**Short exercise:**
Starting at the beginning of the records below and ending with the line that contains "point(31, 316)", write out every line again, requests included, multiplying each coordinate in the answers by 2.45 and rounding to a whole number, with halves rounded up. Leave the numbers in the requests and their format samples unchanged.

─── Available data ───

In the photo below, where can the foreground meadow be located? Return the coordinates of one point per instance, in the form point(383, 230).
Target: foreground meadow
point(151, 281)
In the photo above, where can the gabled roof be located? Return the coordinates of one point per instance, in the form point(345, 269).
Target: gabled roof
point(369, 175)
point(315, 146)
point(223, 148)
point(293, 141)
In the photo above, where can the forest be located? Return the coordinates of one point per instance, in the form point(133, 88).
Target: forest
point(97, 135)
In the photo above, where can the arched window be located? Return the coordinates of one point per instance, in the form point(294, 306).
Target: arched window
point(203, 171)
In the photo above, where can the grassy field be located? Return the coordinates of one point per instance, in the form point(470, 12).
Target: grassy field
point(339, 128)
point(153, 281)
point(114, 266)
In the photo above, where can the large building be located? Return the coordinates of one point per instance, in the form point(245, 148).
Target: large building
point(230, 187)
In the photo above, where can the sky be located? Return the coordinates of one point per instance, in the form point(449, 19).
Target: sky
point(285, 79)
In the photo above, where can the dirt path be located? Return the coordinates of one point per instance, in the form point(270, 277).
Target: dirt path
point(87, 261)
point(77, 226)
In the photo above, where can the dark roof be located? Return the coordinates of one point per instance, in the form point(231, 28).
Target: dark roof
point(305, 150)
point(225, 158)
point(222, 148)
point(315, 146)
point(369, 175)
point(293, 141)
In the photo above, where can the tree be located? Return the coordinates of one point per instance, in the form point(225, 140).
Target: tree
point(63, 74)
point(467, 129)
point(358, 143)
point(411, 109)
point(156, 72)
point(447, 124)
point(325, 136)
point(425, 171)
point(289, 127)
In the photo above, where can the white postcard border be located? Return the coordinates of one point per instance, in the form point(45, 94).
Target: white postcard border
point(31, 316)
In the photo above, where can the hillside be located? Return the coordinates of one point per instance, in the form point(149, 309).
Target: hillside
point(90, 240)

───

**Answer to the problem:**
In the photo below, where can the foreground meadow be located? Return the coordinates of one point per instance, in the form point(383, 230).
Target: foreground meadow
point(370, 688)
In the photo above, where can the gabled roof be located? Return the coordinates of one point per instance, in the form point(345, 269).
Target: gabled roof
point(904, 429)
point(772, 358)
point(546, 363)
point(718, 345)
In the photo above, where can the forest be located? Return the coordinates of one point per instance, in the form point(133, 88).
Target: forest
point(238, 331)
In the photo above, where can the arched window be located? Return the coordinates of one point per instance, in the form point(294, 306).
Target: arched window
point(497, 419)
In the photo above, where can the grassy field be located? Return the coordinates of one point per instance, in the form point(470, 12).
Target: grassy field
point(831, 314)
point(375, 688)
point(279, 652)
In the photo above, where can the large building be located? Return the coordinates of one point per instance, in the form point(245, 148).
Target: large building
point(564, 458)
In the photo above, where can the sky be located? Return the coordinates of one point per instance, in the form point(449, 19).
Target: sky
point(698, 194)
In the photo above, where can the dirt path be located? Return the coordinates of one point per instance, in the form point(270, 277).
Target: dirt path
point(213, 639)
point(189, 554)
In the photo above, where can the dark roof be located? Return the coordinates of one point per instance, in the form point(231, 28).
Target: dark roof
point(747, 368)
point(551, 387)
point(544, 363)
point(772, 358)
point(904, 429)
point(718, 345)
In the photo above, where can the tree be located? Return the coordinates of one point per instance, in the form point(225, 140).
Target: tree
point(154, 181)
point(1144, 316)
point(877, 350)
point(1007, 267)
point(382, 176)
point(1095, 304)
point(796, 333)
point(1041, 419)
point(708, 311)
In the photo above, where can the white postcard border be located? Return the coordinates of one point per instance, in the form point(45, 94).
Target: white postcard border
point(76, 774)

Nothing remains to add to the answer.